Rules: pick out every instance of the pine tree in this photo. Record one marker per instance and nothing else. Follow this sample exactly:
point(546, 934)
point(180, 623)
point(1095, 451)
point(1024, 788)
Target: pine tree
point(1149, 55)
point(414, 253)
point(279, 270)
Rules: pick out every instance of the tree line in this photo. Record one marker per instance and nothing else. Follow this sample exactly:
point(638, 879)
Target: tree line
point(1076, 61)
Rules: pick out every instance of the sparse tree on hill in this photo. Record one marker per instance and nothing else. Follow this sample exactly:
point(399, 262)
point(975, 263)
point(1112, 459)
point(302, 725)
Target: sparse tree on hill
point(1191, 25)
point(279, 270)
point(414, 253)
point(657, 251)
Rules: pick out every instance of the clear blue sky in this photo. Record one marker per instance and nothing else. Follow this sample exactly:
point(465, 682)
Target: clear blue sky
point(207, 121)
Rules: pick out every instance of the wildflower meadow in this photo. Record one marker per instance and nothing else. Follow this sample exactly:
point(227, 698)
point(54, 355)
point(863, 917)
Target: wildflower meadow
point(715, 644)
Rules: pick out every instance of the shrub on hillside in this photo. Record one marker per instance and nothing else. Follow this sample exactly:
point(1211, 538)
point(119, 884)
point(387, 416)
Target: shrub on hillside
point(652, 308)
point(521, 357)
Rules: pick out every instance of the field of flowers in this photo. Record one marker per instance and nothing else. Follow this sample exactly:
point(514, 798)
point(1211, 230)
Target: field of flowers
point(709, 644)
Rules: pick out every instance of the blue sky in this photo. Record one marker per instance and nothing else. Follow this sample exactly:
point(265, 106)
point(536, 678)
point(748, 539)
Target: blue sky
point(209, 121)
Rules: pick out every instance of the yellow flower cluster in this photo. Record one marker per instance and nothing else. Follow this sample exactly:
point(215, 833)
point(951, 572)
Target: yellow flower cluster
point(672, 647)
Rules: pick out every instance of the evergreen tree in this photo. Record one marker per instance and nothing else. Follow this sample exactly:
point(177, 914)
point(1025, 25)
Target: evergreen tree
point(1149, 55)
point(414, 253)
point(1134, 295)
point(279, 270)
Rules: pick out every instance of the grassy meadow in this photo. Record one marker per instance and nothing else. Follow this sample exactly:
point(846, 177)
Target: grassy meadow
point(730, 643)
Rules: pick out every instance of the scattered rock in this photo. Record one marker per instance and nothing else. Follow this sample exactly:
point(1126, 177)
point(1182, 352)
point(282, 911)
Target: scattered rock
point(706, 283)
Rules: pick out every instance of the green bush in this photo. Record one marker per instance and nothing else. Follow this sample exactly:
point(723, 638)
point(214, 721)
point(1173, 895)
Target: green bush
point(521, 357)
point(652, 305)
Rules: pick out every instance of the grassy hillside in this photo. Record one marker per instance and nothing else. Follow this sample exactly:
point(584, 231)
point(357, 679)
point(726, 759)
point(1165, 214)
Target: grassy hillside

........

— Objective —
Reproduce all of the material above verbatim, from its first line through its last.

— Response to the task —
Rules: pick out every instance of the pine tree in this photo. Record one marker per instance and nothing else. Follow this sample exactly:
point(546, 934)
point(180, 623)
point(1095, 451)
point(1024, 788)
Target: pine tree
point(1149, 55)
point(414, 253)
point(279, 270)
Rules: pick out every instance of the tree line in this photo. Record one marker per instance and nothing else. Follow this sample exactly:
point(638, 879)
Target: tree line
point(1076, 61)
Rules: pick out every instance of the sparse tree on hill in this photo. Record one marker per instance and nothing else. Follow this sample exactly:
point(399, 262)
point(975, 263)
point(1112, 459)
point(302, 725)
Target: sparse tree on hill
point(1191, 25)
point(279, 270)
point(414, 253)
point(657, 251)
Rules: pick out every instance of the clear blue sky in this photo. Record one marker per instance and nothing else. Follow this sample exactly:
point(465, 682)
Target: clear blue sky
point(207, 121)
Rules: pick out every instance of the wildflower meadow in this photo. Record one marker per instance and nothing else. Follow this sample exactly:
point(227, 698)
point(54, 355)
point(863, 917)
Target: wildflower meadow
point(715, 644)
Rules: pick out every instance of the shrub on hillside in this photo. Record one marker per instance and nothing else. Follow this sample exactly:
point(1211, 538)
point(119, 884)
point(387, 416)
Target: shrub on hillside
point(652, 308)
point(521, 357)
Rules: pick out every instance of the field of flowers in this photo. Record one marker per instance and nothing else. Follow this sample exactly:
point(514, 798)
point(1211, 230)
Target: field of flowers
point(709, 644)
Rules: pick out every instance of the blue sky in this photo. Record one marker per instance and nothing else. Follow this sample exactly:
point(265, 106)
point(536, 678)
point(748, 539)
Target: blue sky
point(209, 121)
Rules: pick out every instance of the yellow flower cluster in this photo. Record one marker per instance and nothing else. Follow this sample exactly:
point(215, 833)
point(951, 572)
Target: yellow flower cluster
point(672, 647)
Rules: pick out every instance of the evergreen tree in this photo. Record one marker per instance and nothing else. Follow this sample exactly:
point(177, 914)
point(1025, 25)
Target: evergreen tree
point(1149, 55)
point(414, 253)
point(1134, 295)
point(279, 270)
Rules: pick out every instance of the grassy meadow in this photo. Record one marker per instance and nothing else. Follow this sample exactly:
point(846, 177)
Target: grassy meadow
point(730, 643)
Rules: pick out every instance of the scattered rock in this photo. Record one marker per instance and nothing else. Follow this sample exactly:
point(1126, 177)
point(1182, 352)
point(282, 911)
Target: scattered rock
point(706, 283)
Rules: pick out every instance of the green bush in this photo. Record one marker per instance and nothing else. Follow this sample exactly:
point(723, 638)
point(214, 721)
point(1173, 895)
Target: green bush
point(521, 357)
point(652, 305)
Rules: pick out every instance of the grassy hillside in this photo. Record one marker per instance and nothing else. Follow this sample exactly:
point(584, 231)
point(357, 679)
point(726, 759)
point(1165, 214)
Target: grassy hillside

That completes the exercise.